PROBLEM DETAILS
Nothing in the entries may change when you repeat them, and no images may appear.

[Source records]
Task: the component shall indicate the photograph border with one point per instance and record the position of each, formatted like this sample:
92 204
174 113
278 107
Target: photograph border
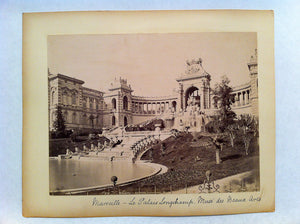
37 203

EXERCISE SOLUTION
Task: the component shall indicate the photograph border with one point per instance and record the position of each, formatted like this sample:
92 204
174 113
278 107
Target: photograph border
37 203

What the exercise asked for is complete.